Source records:
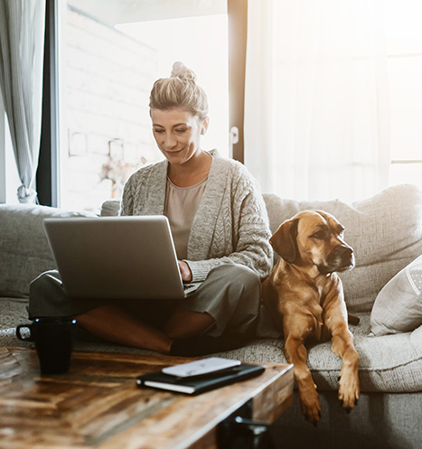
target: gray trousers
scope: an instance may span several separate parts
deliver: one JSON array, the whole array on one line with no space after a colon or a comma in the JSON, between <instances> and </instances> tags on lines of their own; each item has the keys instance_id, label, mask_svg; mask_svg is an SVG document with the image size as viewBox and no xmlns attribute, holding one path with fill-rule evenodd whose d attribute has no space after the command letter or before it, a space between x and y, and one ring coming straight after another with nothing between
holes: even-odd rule
<instances>
[{"instance_id":1,"label":"gray trousers","mask_svg":"<svg viewBox=\"0 0 422 449\"><path fill-rule=\"evenodd\" d=\"M47 271L30 285L29 317L74 316L105 304L115 304L143 322L160 327L175 310L207 313L214 323L204 335L253 333L258 323L261 283L247 267L226 264L213 268L191 296L181 300L103 300L66 295L57 270Z\"/></svg>"}]
</instances>

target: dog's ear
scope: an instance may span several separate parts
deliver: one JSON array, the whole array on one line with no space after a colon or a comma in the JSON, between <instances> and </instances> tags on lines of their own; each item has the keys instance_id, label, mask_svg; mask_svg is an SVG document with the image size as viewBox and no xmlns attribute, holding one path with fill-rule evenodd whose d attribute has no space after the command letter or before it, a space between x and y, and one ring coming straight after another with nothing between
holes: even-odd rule
<instances>
[{"instance_id":1,"label":"dog's ear","mask_svg":"<svg viewBox=\"0 0 422 449\"><path fill-rule=\"evenodd\" d=\"M297 220L283 221L269 239L274 250L289 264L299 256L296 244Z\"/></svg>"}]
</instances>

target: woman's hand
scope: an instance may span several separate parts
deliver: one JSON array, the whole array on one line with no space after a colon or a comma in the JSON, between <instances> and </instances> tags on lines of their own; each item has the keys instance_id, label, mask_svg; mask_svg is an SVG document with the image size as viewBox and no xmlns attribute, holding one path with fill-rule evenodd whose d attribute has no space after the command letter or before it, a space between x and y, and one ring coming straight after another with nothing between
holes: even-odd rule
<instances>
[{"instance_id":1,"label":"woman's hand","mask_svg":"<svg viewBox=\"0 0 422 449\"><path fill-rule=\"evenodd\" d=\"M179 260L179 269L180 274L182 275L182 280L184 282L192 281L192 271L189 267L189 265L183 260Z\"/></svg>"}]
</instances>

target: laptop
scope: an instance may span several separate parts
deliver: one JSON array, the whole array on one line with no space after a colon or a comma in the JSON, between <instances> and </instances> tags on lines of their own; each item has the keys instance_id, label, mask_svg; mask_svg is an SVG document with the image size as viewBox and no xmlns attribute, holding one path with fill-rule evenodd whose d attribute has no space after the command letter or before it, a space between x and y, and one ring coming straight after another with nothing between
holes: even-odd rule
<instances>
[{"instance_id":1,"label":"laptop","mask_svg":"<svg viewBox=\"0 0 422 449\"><path fill-rule=\"evenodd\" d=\"M183 284L164 215L44 219L67 295L98 299L183 299Z\"/></svg>"}]
</instances>

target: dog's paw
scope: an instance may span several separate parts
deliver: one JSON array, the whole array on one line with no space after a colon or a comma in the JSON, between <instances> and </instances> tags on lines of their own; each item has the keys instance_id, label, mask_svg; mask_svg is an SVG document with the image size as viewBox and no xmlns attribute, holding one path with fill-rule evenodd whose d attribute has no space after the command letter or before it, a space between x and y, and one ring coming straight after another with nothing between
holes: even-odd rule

Prompt:
Update all of the records above by changing every "target" to "object" and leaving everything else unchanged. Omit the pictures from your answer.

Written solution:
object: gray trousers
scope: an instance may span several separate parts
deliver: one JSON array, the whole array on one line with no space after a colon or a comma in the JSON, between <instances> and </instances> tags on lines of their own; each item has the keys instance_id, label, mask_svg; mask_svg is an SVG document with the image size as viewBox and no xmlns attribute, holding one path with fill-rule evenodd whose d attribute has no space after the command letter or before it, a space between x and y, and one ring coming straight after another with nothing between
holes: even-odd rule
<instances>
[{"instance_id":1,"label":"gray trousers","mask_svg":"<svg viewBox=\"0 0 422 449\"><path fill-rule=\"evenodd\" d=\"M47 271L30 285L29 317L74 316L105 304L115 304L143 322L160 327L175 310L207 313L214 323L204 335L253 333L258 323L261 283L247 267L226 264L213 268L191 296L181 300L103 300L66 295L57 270Z\"/></svg>"}]
</instances>

object: dog's ear
scope: an instance may span several separate parts
deliver: one JSON array, the whole array on one line with no space after a colon or a comma in the JSON, between <instances> and </instances> tags on lines of their own; each item has the keys instance_id, label, mask_svg; mask_svg is an SVG document with the image size as viewBox and no xmlns attribute, holding one path with fill-rule evenodd whose d attribute has no space after the command letter or before it, a space between x and y, and one ring coming straight after another with nothing between
holes: even-odd rule
<instances>
[{"instance_id":1,"label":"dog's ear","mask_svg":"<svg viewBox=\"0 0 422 449\"><path fill-rule=\"evenodd\" d=\"M297 220L283 221L269 239L274 250L289 264L299 256L296 244Z\"/></svg>"}]
</instances>

object: woman's hand
scope: an instance may span several separate parts
deliver: one JSON array, the whole array on one line with no space after a colon or a comma in the JSON, between <instances> and </instances> tags on lines of their own; each item has the keys instance_id, label, mask_svg; mask_svg is an SVG document with the image size as viewBox and no xmlns attribute, holding one path with fill-rule evenodd whose d attribute has no space after the command letter or before it, a space between x and y, and one ring coming straight after another with nothing between
holes: even-odd rule
<instances>
[{"instance_id":1,"label":"woman's hand","mask_svg":"<svg viewBox=\"0 0 422 449\"><path fill-rule=\"evenodd\" d=\"M179 260L179 269L180 274L182 275L182 280L184 282L192 281L192 271L189 267L189 265L183 260Z\"/></svg>"}]
</instances>

object: laptop
scope: an instance may span several separate parts
deliver: one JSON array, the whole array on one line with no space after a colon or a comma in the JSON, between <instances> and </instances> tags on lines of their own; each item has the keys instance_id, label, mask_svg; mask_svg is an SVG document with the image size as viewBox and no xmlns attribute, holding one path with fill-rule evenodd whose d attribute has no space after the command letter or before it, a space between x and y, and one ring coming straight after another with nothing between
holes: even-odd rule
<instances>
[{"instance_id":1,"label":"laptop","mask_svg":"<svg viewBox=\"0 0 422 449\"><path fill-rule=\"evenodd\" d=\"M183 284L164 215L44 219L67 295L98 299L183 299Z\"/></svg>"}]
</instances>

object: dog's paw
scope: an instance may span several separate parts
deliver: one JSON array, the whole array on one line with no space after a colon or a comma in the JSON, between <instances> and </instances> tags on lines of their own; each item has the keys instance_id, label, mask_svg; mask_svg is an SVG document with the image size as viewBox and no xmlns attribute, holding one path with fill-rule evenodd whose d attribute has no space after the command letter or before it, a space between x and y, and one ring coming straight after another with nothing between
holes: even-odd rule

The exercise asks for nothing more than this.